Dataset excerpts:

########################################

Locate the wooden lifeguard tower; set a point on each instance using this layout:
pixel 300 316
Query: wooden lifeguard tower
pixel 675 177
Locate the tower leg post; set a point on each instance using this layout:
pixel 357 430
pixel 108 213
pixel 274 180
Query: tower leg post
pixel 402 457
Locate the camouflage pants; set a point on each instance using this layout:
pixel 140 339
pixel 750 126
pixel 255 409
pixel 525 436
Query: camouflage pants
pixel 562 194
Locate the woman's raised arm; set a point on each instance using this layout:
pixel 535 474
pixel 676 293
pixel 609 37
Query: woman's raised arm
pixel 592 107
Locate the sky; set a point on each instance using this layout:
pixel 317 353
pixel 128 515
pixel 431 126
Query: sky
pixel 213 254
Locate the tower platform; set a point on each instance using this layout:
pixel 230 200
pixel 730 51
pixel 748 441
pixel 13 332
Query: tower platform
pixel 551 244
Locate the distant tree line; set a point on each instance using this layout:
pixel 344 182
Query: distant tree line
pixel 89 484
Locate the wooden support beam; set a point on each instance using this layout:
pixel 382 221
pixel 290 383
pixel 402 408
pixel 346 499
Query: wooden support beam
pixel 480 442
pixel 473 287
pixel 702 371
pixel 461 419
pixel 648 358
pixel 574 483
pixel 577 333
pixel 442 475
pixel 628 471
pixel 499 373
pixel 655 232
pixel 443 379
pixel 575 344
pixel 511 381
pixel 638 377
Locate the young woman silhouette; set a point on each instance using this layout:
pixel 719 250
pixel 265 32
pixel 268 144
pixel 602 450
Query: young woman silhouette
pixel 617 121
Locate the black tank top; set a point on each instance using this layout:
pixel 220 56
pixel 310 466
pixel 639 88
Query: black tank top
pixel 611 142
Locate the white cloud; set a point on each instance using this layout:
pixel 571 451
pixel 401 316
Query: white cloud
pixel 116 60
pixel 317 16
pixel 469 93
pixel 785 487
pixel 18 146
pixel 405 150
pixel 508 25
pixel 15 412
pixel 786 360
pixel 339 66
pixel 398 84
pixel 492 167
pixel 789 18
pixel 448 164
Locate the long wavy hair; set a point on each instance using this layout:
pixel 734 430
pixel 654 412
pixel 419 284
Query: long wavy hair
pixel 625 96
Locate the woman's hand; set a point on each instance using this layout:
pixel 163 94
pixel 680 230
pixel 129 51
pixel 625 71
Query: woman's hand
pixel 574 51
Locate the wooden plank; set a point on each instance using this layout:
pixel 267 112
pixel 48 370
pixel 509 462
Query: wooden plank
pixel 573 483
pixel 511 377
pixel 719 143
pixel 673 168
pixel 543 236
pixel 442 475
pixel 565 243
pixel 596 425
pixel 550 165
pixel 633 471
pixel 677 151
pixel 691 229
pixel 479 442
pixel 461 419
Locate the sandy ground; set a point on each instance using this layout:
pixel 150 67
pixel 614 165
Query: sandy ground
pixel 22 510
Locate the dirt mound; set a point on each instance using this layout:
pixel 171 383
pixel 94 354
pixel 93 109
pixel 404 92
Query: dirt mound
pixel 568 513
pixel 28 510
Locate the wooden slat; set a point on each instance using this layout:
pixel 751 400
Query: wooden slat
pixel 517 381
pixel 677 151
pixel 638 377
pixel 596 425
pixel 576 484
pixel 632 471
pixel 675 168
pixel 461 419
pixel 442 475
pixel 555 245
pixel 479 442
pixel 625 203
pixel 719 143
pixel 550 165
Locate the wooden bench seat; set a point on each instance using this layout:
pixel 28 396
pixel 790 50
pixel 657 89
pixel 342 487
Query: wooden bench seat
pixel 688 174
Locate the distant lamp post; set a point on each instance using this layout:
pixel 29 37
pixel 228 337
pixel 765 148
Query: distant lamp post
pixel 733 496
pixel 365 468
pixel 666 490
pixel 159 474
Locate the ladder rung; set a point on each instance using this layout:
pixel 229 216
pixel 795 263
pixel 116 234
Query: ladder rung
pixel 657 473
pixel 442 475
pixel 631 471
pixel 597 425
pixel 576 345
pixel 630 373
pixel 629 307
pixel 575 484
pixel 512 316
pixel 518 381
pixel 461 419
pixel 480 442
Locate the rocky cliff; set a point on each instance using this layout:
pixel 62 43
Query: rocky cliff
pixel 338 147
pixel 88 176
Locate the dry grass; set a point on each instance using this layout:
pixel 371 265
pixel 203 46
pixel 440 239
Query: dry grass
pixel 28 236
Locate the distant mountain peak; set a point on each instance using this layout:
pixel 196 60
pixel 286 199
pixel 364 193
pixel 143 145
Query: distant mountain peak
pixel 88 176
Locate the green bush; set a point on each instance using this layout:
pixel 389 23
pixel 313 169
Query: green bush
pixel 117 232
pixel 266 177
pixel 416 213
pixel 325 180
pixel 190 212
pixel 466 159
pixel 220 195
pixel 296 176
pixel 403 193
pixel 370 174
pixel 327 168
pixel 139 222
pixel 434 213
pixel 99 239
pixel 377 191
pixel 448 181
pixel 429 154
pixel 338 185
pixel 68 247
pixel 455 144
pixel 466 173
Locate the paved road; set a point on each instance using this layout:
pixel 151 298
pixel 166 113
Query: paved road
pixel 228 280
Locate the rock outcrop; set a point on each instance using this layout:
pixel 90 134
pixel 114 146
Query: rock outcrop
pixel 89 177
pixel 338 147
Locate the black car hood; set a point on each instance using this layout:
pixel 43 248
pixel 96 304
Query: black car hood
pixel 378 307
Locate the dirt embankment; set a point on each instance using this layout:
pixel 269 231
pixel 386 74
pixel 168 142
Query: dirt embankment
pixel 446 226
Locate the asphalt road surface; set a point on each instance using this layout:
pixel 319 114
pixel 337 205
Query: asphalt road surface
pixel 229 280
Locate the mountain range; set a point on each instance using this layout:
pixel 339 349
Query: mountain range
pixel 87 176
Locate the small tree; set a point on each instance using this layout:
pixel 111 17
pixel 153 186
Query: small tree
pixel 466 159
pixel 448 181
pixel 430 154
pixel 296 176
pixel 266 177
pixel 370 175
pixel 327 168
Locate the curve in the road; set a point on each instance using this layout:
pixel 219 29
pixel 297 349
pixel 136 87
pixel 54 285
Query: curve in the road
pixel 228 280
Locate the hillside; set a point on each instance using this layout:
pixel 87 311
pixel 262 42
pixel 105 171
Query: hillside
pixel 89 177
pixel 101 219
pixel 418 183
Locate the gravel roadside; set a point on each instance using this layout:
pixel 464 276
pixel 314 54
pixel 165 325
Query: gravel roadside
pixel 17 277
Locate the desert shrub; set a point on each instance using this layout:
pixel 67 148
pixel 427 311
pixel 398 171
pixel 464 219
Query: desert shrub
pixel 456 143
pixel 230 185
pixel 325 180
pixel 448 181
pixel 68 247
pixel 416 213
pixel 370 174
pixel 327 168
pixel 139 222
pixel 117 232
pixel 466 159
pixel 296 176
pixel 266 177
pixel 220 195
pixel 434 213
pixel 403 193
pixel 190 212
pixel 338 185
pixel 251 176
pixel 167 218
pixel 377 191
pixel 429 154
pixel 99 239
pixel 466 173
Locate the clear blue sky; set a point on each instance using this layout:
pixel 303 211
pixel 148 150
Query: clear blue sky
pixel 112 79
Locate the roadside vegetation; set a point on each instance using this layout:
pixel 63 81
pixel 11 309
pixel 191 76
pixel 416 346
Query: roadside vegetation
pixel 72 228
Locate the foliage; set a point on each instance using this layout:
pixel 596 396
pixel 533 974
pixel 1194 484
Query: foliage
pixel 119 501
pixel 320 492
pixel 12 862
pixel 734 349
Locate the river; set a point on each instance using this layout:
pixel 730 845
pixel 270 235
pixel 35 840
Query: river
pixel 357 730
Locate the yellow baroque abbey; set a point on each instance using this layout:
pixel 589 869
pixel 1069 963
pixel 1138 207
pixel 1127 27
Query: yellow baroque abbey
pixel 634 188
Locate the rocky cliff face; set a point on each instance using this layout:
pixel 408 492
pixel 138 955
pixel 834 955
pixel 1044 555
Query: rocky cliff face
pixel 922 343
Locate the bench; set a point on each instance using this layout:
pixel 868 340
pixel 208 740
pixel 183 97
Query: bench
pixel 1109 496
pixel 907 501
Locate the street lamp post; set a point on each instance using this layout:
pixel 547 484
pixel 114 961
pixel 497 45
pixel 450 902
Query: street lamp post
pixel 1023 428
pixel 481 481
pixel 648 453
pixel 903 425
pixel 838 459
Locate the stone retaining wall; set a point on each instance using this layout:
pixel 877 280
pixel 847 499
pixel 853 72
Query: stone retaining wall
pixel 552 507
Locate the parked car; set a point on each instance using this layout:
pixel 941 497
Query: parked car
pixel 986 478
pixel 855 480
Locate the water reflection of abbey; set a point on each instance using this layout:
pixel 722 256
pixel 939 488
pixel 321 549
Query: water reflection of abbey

########################################

Task directions:
Exact copies of the lines from the one holding "pixel 191 76" through the last line above, and only those, make up the answer.

Answer area:
pixel 191 76
pixel 416 346
Query: roadside vegetation
pixel 72 228
Locate the foliage; set a point on each instance using this layout:
pixel 596 396
pixel 533 974
pixel 1194 484
Query: foliage
pixel 119 501
pixel 320 492
pixel 12 862
pixel 734 349
Locate the river; set a point on each instance using this layout:
pixel 730 845
pixel 270 235
pixel 35 840
Query: river
pixel 357 730
Locate the yellow baroque abbey; set a point on each instance using this layout:
pixel 589 869
pixel 1069 963
pixel 1138 207
pixel 1127 27
Query: yellow baroque abbey
pixel 634 188
Locate the rocky cliff face; set a point on each instance using this layout:
pixel 408 492
pixel 138 955
pixel 834 955
pixel 1044 555
Query: rocky cliff face
pixel 922 343
Locate the bench; set a point on each instance using this layout:
pixel 868 340
pixel 208 740
pixel 183 97
Query: bench
pixel 1109 496
pixel 907 501
Locate the street lamp post; set a point on each instance using this layout:
pixel 547 484
pixel 114 961
pixel 497 45
pixel 450 902
Query: street lamp post
pixel 1023 428
pixel 481 481
pixel 648 453
pixel 903 425
pixel 838 459
Locate the stone retaining wall; set a point on each instance using this layout:
pixel 877 280
pixel 847 499
pixel 853 72
Query: stone retaining wall
pixel 552 507
Locate the parked car; set a point on each instance using this layout:
pixel 941 497
Query: parked car
pixel 986 478
pixel 855 480
Locate the water reflection of abbey; set a point on each instance using this layout:
pixel 722 256
pixel 939 488
pixel 321 549
Query: water reflection of abbey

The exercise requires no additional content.